PROBLEM STATEMENT
Of all the lines in the entries below, give again exactly those starting at the line containing "task | indicate the white ceiling" and ending at the line containing "sample | [270, 113]", both ends included, and no others.

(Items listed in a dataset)
=== Section Start ===
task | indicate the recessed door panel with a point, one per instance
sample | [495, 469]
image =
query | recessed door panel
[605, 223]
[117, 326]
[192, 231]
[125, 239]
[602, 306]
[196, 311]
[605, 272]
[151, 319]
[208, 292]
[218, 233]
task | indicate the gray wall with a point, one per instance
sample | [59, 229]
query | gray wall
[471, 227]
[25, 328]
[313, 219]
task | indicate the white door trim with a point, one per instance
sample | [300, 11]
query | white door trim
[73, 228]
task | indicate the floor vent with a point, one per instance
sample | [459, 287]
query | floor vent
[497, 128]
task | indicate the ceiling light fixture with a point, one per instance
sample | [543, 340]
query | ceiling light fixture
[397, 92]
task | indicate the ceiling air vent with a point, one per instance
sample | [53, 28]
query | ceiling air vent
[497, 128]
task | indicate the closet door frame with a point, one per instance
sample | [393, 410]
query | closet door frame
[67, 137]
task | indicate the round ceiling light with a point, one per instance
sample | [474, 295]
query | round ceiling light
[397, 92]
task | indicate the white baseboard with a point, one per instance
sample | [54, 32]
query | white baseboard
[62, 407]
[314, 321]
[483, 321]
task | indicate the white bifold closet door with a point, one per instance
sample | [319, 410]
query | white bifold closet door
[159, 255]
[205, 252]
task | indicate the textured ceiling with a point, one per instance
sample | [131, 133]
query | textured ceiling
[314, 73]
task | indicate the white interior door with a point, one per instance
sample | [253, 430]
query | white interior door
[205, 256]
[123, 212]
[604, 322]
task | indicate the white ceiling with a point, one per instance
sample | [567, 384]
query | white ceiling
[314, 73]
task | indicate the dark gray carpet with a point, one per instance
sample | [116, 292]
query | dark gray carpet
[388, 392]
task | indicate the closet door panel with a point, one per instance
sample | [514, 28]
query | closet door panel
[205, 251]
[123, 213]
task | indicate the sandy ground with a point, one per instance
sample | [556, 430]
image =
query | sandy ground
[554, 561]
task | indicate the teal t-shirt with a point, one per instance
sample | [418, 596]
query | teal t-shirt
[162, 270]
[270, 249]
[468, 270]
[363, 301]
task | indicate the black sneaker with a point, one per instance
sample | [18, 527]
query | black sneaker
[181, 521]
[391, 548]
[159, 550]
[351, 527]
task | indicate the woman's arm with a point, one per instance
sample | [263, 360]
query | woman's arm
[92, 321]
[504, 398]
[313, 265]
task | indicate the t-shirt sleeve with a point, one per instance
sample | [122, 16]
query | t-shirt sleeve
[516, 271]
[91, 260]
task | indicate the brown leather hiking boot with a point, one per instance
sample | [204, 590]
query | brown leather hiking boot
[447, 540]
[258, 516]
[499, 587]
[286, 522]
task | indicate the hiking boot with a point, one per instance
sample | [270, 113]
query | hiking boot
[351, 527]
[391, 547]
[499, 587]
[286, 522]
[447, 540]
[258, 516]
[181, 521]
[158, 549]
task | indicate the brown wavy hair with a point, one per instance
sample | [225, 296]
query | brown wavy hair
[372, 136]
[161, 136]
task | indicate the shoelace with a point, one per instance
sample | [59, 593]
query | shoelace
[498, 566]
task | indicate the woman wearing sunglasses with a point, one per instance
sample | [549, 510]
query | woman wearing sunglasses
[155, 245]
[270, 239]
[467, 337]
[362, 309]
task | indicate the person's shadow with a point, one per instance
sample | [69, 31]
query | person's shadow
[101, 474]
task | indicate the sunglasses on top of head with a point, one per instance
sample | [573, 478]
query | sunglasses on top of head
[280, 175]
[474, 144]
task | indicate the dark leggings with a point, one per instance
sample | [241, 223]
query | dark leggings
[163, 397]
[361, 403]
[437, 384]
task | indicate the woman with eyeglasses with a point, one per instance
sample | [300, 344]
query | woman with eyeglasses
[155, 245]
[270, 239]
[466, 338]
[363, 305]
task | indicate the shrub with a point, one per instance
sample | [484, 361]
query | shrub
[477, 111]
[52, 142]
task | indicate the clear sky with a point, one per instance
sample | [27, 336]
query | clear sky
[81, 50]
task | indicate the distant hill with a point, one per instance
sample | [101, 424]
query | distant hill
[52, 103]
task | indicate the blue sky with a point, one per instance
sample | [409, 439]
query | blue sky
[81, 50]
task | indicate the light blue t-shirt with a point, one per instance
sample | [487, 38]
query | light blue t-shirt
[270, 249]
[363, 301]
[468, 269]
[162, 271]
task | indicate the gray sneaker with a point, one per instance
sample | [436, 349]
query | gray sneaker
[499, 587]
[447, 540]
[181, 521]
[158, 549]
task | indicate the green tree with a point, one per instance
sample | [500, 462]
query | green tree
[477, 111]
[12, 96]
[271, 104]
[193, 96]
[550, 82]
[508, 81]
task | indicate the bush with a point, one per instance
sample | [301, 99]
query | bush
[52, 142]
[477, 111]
=== Section End ===
REPLY TO THE TASK
task | indicate the white ceiling with a point, one per instance
sample | [567, 384]
query | white ceiling
[314, 73]
task | indicate the dark gray carpet with a point, one per instance
sample | [116, 292]
query | dark gray carpet
[388, 392]
task | indicate the closet door panel with a point, one per instance
sample | [514, 28]
query | closet door panel
[205, 251]
[123, 213]
task | indicate the sandy ground with a point, one per instance
sample | [556, 430]
image =
query | sandy ground
[554, 561]
task | indicate the teal t-shirt with a point, one per instance
sample | [418, 596]
query | teal t-shirt
[162, 270]
[270, 249]
[468, 270]
[363, 301]
task | indicate the black sneaker with a point, one per instance
sample | [18, 527]
query | black sneaker
[181, 521]
[391, 548]
[159, 550]
[351, 527]
task | indicate the woman's arm with a point, one per instance
sample | [263, 360]
query | woman's arm
[92, 321]
[504, 398]
[313, 265]
task | indicate the t-shirt sleeve with a point, one per instance
sample | [122, 16]
query | t-shirt sleeve
[516, 271]
[91, 260]
task | indicate the brown leather hiking boot with a point, one per instance
sample | [204, 590]
query | brown leather hiking boot
[447, 540]
[258, 516]
[499, 587]
[286, 522]
task | indicate the hiking boot with a point, one per instance
sample | [270, 113]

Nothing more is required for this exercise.